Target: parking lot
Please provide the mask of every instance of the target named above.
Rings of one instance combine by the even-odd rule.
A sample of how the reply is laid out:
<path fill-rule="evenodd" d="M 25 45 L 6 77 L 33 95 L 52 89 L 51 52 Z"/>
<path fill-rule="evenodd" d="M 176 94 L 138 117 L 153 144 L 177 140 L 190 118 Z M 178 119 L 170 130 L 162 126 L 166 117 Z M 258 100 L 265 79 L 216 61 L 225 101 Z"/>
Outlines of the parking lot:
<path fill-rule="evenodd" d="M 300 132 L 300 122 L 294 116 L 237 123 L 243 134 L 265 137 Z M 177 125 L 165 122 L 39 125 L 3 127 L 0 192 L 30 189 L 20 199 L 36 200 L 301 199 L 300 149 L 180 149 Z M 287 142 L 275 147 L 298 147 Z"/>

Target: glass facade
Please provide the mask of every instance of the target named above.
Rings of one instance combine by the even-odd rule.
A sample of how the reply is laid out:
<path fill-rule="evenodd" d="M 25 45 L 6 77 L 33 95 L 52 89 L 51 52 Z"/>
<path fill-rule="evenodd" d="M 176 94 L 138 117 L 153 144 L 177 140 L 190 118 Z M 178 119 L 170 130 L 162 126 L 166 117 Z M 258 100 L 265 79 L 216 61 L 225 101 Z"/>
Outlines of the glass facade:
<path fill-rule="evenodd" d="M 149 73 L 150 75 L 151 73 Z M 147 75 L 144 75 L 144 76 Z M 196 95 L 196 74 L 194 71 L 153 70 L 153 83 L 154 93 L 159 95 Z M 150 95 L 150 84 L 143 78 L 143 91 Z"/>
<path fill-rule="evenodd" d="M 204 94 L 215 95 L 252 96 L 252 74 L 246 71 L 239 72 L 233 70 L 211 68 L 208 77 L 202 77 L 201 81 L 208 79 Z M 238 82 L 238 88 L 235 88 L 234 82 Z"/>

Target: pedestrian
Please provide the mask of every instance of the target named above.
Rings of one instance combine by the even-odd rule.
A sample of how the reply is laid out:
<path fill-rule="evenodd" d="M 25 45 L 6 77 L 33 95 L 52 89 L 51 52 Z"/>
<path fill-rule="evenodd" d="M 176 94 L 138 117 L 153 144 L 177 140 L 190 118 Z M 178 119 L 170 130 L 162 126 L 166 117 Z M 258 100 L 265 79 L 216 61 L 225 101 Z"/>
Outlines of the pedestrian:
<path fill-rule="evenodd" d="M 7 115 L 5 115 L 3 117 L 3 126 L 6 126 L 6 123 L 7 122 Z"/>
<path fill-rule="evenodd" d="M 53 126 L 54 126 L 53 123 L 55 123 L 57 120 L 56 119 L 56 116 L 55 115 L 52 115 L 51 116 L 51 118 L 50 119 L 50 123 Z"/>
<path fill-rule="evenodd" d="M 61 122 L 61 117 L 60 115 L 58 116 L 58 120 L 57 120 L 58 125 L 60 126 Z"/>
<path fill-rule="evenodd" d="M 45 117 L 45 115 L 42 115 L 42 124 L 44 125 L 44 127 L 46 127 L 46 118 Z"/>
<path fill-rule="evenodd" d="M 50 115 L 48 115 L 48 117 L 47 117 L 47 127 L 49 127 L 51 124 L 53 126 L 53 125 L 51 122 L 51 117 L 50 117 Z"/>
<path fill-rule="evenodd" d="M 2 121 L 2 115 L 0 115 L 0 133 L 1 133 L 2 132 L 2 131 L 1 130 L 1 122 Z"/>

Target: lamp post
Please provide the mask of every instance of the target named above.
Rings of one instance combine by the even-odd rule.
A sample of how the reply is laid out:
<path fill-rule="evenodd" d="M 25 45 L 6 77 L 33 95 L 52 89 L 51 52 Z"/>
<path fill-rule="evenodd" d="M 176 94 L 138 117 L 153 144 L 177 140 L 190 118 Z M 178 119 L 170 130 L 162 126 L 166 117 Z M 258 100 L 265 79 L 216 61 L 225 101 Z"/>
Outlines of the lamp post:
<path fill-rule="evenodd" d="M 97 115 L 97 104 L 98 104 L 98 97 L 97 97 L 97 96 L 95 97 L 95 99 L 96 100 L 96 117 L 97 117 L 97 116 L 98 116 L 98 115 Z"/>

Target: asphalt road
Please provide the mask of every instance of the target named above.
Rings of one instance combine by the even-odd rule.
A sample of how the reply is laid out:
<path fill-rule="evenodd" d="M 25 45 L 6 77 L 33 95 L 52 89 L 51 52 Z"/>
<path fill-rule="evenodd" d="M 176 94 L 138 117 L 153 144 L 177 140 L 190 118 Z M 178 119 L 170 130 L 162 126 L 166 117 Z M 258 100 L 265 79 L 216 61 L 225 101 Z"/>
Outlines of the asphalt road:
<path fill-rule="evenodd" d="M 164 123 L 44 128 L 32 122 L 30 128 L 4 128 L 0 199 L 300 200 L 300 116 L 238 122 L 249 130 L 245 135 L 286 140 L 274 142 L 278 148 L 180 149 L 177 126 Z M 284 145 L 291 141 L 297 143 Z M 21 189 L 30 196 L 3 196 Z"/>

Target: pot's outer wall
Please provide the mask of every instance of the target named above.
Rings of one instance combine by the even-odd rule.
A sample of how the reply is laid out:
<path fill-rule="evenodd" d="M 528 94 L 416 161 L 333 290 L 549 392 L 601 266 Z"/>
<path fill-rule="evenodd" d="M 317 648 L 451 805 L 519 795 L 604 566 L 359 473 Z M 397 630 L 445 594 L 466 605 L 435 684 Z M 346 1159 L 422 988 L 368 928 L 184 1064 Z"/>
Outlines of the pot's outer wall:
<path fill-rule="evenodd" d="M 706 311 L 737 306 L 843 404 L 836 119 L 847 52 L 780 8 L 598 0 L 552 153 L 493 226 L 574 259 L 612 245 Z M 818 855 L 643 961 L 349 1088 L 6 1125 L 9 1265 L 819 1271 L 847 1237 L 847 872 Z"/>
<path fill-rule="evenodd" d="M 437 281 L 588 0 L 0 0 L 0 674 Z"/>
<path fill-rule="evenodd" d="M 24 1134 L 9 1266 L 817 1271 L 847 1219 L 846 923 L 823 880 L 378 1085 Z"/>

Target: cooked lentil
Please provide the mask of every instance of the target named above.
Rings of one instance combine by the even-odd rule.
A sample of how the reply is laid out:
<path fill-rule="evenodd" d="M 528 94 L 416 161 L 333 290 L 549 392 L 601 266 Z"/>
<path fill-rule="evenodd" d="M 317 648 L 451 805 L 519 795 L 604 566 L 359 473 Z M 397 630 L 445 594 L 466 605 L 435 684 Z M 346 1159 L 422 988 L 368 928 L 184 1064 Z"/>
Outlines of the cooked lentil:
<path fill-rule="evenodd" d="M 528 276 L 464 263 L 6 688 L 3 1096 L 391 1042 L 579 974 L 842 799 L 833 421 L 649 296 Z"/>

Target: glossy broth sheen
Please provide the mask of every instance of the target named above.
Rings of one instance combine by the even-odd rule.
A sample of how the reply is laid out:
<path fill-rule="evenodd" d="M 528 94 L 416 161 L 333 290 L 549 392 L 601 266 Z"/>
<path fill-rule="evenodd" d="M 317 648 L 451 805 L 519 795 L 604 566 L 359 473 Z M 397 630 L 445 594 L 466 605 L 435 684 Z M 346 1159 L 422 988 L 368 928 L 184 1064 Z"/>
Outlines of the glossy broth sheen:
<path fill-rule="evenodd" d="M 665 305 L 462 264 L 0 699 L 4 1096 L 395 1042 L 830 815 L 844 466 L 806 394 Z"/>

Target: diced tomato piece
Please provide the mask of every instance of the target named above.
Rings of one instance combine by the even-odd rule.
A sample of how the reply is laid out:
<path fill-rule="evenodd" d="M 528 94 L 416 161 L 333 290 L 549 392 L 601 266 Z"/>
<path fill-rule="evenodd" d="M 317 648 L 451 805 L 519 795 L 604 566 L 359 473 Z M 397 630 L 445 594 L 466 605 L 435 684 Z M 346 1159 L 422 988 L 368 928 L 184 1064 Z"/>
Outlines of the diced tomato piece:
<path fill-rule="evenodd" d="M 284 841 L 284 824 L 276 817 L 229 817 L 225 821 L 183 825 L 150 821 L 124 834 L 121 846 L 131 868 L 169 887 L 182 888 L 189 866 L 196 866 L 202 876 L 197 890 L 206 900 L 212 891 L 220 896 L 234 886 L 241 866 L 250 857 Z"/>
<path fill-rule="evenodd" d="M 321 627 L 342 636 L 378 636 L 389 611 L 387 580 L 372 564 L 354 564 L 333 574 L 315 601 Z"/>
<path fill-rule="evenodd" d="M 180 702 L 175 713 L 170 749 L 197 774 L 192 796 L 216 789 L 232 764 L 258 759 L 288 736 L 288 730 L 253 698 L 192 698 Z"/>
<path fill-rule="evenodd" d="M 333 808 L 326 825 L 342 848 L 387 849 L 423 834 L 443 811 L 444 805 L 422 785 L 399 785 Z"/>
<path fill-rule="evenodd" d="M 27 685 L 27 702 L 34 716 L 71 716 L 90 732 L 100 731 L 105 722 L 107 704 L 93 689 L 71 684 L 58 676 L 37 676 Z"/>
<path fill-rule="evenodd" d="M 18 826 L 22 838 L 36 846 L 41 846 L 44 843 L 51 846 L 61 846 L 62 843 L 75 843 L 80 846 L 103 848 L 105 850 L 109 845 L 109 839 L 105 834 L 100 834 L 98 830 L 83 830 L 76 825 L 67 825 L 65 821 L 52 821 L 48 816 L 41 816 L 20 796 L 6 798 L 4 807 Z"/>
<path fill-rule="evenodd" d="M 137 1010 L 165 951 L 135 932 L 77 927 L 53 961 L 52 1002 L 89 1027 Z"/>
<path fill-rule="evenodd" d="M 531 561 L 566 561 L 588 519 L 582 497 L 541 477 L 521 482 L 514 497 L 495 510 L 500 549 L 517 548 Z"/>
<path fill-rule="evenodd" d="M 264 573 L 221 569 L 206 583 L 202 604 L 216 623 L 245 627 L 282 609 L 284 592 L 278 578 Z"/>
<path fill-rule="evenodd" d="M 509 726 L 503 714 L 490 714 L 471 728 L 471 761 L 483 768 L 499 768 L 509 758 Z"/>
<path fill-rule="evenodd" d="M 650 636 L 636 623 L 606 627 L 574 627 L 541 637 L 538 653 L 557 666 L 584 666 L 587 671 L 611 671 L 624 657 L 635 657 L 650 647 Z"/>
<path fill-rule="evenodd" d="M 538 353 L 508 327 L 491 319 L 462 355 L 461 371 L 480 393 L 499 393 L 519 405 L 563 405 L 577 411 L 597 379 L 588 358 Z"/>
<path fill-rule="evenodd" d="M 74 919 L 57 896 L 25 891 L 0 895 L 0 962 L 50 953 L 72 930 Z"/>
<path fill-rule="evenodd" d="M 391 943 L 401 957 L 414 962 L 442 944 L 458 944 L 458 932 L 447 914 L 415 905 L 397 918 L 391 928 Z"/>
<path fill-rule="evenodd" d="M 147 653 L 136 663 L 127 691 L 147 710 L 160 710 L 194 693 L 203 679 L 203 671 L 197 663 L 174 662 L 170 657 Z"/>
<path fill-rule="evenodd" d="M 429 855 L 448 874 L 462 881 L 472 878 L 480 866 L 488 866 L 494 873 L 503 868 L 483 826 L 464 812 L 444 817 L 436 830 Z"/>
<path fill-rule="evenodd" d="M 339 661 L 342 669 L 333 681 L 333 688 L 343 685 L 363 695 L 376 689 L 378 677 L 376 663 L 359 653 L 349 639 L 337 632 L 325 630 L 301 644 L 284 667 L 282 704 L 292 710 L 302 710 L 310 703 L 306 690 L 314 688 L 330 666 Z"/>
- - - -
# [Aim of the exercise]
Return, verbatim, the lines of the records from the line containing "Target: glossy broth sheen" to the line containing "665 305 L 462", including both of those lines.

# [Solved problem]
Target: glossy broth sheen
Please provide the mask of every instance of the target named above.
Rings of one instance combine by the even-odd rule.
A sample of how the reply is laid out:
<path fill-rule="evenodd" d="M 528 94 L 416 161 L 333 290 L 549 392 L 601 266 Z"/>
<path fill-rule="evenodd" d="M 317 648 L 451 805 L 519 795 L 604 566 L 359 473 Z M 397 630 L 445 594 L 466 605 L 435 684 Z M 346 1159 L 422 988 L 368 928 L 184 1064 Z"/>
Outlines of the glossy broth sheen:
<path fill-rule="evenodd" d="M 665 305 L 462 264 L 0 699 L 4 1096 L 395 1042 L 830 815 L 844 466 L 806 394 Z"/>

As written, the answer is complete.